Switch "wooden post" to "wooden stake" in the records below and give them again, changing nothing else.

_ _ _ _ _ _ _

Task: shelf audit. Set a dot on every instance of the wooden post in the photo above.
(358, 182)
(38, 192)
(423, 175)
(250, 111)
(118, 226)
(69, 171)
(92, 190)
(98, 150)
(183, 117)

_ _ _ _ _ _ _

#### [Expected answer]
Task: shelf audit. Set a dot on every instance of the wooden stake in the photo above.
(358, 182)
(38, 192)
(423, 175)
(250, 111)
(118, 226)
(69, 171)
(92, 190)
(98, 150)
(183, 117)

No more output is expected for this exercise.